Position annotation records

--- BEGIN ---

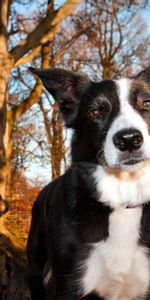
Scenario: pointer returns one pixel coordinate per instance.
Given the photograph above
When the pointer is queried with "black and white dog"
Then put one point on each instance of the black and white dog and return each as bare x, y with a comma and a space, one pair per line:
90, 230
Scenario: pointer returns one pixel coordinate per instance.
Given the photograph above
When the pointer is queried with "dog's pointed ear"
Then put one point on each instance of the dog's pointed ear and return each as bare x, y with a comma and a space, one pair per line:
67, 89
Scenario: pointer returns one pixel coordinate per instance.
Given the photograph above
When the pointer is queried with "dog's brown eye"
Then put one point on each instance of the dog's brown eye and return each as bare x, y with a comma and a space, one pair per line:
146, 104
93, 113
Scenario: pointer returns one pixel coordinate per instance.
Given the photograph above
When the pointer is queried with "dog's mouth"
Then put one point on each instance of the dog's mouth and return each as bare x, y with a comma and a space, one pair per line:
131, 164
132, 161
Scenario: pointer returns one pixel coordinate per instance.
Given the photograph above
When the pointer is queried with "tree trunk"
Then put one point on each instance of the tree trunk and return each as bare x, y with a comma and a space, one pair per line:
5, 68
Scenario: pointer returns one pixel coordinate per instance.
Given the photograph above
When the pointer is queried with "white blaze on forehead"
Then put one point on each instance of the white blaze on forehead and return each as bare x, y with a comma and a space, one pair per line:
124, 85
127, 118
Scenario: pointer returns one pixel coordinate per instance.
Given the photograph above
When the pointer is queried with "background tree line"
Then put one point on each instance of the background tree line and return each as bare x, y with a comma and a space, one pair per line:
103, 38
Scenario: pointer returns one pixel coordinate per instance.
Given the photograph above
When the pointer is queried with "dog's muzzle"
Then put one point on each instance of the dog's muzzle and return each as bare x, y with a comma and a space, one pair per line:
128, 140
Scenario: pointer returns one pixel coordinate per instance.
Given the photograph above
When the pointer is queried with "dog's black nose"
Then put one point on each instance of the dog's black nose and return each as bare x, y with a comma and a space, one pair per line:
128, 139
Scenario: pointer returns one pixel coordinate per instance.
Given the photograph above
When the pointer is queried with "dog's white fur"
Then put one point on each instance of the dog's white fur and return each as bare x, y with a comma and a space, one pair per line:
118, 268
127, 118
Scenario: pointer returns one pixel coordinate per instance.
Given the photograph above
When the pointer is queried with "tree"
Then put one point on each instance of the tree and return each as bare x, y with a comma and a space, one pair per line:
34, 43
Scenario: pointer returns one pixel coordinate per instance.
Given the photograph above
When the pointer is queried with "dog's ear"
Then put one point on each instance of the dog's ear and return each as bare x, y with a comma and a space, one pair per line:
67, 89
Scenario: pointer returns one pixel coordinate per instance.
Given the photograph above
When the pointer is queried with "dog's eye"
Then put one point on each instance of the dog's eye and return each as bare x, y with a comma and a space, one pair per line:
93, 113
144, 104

--- END ---
--- BEGIN ---

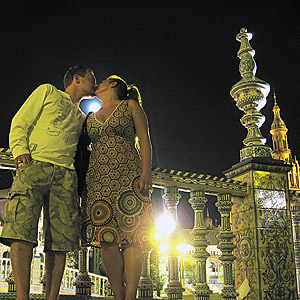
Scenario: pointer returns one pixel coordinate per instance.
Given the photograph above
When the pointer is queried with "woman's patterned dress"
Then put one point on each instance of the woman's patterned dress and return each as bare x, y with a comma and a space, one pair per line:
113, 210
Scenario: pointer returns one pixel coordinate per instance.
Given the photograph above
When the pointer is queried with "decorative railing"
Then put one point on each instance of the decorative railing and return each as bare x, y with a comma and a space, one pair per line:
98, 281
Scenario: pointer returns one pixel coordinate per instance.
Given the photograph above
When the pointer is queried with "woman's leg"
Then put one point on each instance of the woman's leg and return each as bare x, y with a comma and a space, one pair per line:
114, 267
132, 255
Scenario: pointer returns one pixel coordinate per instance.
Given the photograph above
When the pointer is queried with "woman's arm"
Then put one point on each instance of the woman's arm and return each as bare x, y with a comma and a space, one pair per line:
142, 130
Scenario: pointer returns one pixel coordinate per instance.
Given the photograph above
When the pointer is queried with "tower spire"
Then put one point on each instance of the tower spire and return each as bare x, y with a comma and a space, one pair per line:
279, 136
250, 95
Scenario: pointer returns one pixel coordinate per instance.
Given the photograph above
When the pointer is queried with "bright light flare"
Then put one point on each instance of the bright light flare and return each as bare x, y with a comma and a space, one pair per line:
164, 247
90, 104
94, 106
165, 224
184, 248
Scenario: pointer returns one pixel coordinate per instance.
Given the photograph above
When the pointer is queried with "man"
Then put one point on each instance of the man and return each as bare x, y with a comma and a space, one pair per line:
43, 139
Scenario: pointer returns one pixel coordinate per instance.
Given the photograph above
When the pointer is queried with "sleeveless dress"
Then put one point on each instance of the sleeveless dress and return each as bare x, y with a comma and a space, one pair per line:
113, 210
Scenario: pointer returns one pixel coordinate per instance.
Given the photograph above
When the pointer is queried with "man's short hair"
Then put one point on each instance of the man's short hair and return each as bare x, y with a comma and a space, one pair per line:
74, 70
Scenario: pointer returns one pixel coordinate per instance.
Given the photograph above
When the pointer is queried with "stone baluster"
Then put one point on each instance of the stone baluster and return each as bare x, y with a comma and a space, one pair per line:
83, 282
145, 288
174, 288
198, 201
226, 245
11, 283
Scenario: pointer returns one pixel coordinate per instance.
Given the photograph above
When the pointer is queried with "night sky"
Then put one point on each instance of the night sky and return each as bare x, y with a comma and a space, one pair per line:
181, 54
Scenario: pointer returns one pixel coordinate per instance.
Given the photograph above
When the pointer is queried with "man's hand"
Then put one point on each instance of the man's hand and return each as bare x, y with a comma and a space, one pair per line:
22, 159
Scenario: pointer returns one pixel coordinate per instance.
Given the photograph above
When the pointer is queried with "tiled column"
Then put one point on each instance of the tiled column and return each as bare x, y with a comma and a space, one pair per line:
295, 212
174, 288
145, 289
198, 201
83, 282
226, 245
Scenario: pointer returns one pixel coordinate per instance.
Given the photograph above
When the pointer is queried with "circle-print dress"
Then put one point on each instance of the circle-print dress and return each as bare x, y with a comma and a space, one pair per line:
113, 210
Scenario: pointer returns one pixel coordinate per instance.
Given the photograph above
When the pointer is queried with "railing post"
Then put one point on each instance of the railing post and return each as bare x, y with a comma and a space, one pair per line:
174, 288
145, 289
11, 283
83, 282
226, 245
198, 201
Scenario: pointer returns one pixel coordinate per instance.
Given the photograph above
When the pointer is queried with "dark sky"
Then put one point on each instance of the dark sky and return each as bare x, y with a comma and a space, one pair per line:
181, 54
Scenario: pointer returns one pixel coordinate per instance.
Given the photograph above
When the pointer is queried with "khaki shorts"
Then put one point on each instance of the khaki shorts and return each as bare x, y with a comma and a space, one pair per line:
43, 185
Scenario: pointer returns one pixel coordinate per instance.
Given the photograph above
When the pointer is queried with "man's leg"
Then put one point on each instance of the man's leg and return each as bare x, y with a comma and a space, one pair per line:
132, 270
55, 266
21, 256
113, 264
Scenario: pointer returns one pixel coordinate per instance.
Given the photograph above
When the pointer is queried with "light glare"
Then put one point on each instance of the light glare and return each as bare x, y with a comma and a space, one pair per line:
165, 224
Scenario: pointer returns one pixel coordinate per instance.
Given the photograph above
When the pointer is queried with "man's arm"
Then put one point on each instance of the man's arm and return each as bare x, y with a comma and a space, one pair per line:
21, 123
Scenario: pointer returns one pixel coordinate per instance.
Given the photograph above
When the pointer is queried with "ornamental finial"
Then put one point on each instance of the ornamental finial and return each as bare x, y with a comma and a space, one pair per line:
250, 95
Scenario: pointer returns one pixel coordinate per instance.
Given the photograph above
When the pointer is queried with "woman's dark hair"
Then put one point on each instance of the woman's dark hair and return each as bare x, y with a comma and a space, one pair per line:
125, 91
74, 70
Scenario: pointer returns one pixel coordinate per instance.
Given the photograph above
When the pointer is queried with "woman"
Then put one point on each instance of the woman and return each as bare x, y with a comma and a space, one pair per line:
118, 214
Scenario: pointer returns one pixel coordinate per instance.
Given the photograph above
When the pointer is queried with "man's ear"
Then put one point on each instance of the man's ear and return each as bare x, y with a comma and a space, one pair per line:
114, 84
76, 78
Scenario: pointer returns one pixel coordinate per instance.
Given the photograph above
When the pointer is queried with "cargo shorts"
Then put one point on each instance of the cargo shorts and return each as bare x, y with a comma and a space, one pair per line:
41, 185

--- END ---

Return every line of the data above that contains the string "white", matching case exactly.

When the pointer is queried with "black and white dog"
Then put one point on each instance of the black and white dog and return each as bare x, y with a comma and a space, one pair per line:
When the pointer is queried with "white blaze on forehead"
Then put one point on each instance of the white blaze on forehead and return each as bare x, y with a comma and a space, one pair per line:
When the pointer is queried with "dog's white fur"
Then put one point on each instance of the dog's white fur and return each as bare x, y with a comma and a space, one pair per line:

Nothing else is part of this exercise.